▶ Exercise task 1: Extract the stretch of the lug nut torque thread from "the harbor freight" through "in calibration longer.", word for word.

▶ Page:
^^^^

# Tire Information



## Reverie (Aug 9, 2004)

I am trying to find out what value Outback recommends for us to torque the lug nuts? I haven't found it on the Outback site. Does anyone know? Where did you get that information?

Thanks,

Reverie


----------



## hatcityhosehauler (Feb 13, 2004)

There is a label on each of the wheels on my 26RS that states to torque lug nuts to 90-120 ft/lbs.

Tim


----------



## denali_3 (Mar 18, 2004)

Same here, 90 - 120 ft.lbs. I torque mine to 100 ft. lbs. before every trip and recheck them at each refueling stop.


----------



## hurricaneplumber (Apr 12, 2004)

denali_3,

If I did it every stop, that would be about every 175 miles.
















Glad to hear you stay on top of it.







Kudos to you! I however am much less of a checker. Now that I have been reminded, I will do it again next time I am with the camper.

KS


----------



## Mgonzo2u (Aug 3, 2004)

What kind of torque wrench do you folks use?

What kind of expense would one be looking at to buy one?


----------



## hurricaneplumber (Apr 12, 2004)

I use one I highjacked from my dads house. It was about 30 bucks. (Harbor Freight)










You definatley get what you pay for in them. A 5 dollar wrench will be nothing but problems when you really need to rely on it. Sears has some nice ones. $50 to $250.


----------



## denali_3 (Mar 18, 2004)

I use one from Harbor Freight, about 30 bucks I believe as well, it's the clicker type. HP, I'm able to drive about 250 miles before refueling as long as it's mostly flat land. Throw in some mountainous travel, then it's about every other fuel stop.


----------



## fixjet (Jan 19, 2004)

the harbor freight torque wrenches are cheap but really not too bad for the money. I purchased two of them and took them to work to calibrate them. The larger one was only off 5 ft/lbs at 150 add the same for the small 1/4 drive it was off 5 in/lbs at 200 in/lbs. I adjusted both and a year later the were off just slightly but within my limits. They are fine for home use where they are not being used everyday. Daily use affects the calibration of any torque wrench. Ours at work are calibrated every 6 months. By the way back them off to zero after using them and they will stay in calibration longer.


----------



## hatcityhosehauler (Feb 13, 2004)

Thanks for the info. I may need to call harbour freight.

Tim


----------



## Mgonzo2u (Aug 3, 2004)

Thx for the 411 fixjet


----------

^^^^

▶ Available records:
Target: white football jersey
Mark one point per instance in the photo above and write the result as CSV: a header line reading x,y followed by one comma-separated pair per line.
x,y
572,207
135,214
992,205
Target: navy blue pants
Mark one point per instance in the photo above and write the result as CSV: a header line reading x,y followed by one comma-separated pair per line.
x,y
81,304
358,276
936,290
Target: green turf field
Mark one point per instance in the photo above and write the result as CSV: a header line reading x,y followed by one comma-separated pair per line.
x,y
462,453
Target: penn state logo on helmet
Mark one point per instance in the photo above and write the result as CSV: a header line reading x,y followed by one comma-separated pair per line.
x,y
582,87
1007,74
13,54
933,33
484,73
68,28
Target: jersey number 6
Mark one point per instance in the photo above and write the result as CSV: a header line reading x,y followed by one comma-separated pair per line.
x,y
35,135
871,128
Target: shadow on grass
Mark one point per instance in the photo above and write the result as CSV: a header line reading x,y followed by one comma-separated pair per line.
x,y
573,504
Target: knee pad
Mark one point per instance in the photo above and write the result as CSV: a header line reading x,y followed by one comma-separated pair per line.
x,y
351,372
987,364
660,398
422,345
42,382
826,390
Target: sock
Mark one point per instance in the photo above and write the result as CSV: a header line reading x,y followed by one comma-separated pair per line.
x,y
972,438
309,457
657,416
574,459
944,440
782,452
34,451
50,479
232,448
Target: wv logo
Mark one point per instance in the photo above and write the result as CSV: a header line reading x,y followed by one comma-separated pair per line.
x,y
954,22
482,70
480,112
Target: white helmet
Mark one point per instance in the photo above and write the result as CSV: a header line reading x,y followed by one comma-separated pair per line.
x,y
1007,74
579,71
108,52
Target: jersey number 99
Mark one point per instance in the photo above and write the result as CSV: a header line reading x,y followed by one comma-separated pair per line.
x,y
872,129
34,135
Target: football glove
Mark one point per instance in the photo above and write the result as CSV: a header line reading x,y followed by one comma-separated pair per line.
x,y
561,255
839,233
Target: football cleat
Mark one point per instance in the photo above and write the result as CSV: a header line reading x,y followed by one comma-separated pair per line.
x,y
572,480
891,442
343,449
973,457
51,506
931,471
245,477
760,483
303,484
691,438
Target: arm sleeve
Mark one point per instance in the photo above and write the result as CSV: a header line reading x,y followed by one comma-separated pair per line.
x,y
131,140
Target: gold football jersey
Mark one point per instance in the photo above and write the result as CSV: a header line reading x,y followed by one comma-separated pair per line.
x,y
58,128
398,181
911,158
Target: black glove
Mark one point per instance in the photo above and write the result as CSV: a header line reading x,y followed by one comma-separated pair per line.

^^^^

▶ Exercise task 2: Gather each line of the rows above that contains the word "football".

▶ Exercise response 1:
the harbor freight torque wrenches are cheap but really not too bad for the money. I purchased two of them and took them to work to calibrate them. The larger one was only off 5 ft/lbs at 150 add the same for the small 1/4 drive it was off 5 in/lbs at 200 in/lbs. I adjusted both and a year later the were off just slightly but within my limits. They are fine for home use where they are not being used everyday. Daily use affects the calibration of any torque wrench. Ours at work are calibrated every 6 months. By the way back them off to zero after using them and they will stay in calibration longer.

▶ Exercise response 2:
Target: white football jersey
Target: football glove
Target: football cleat
Target: gold football jersey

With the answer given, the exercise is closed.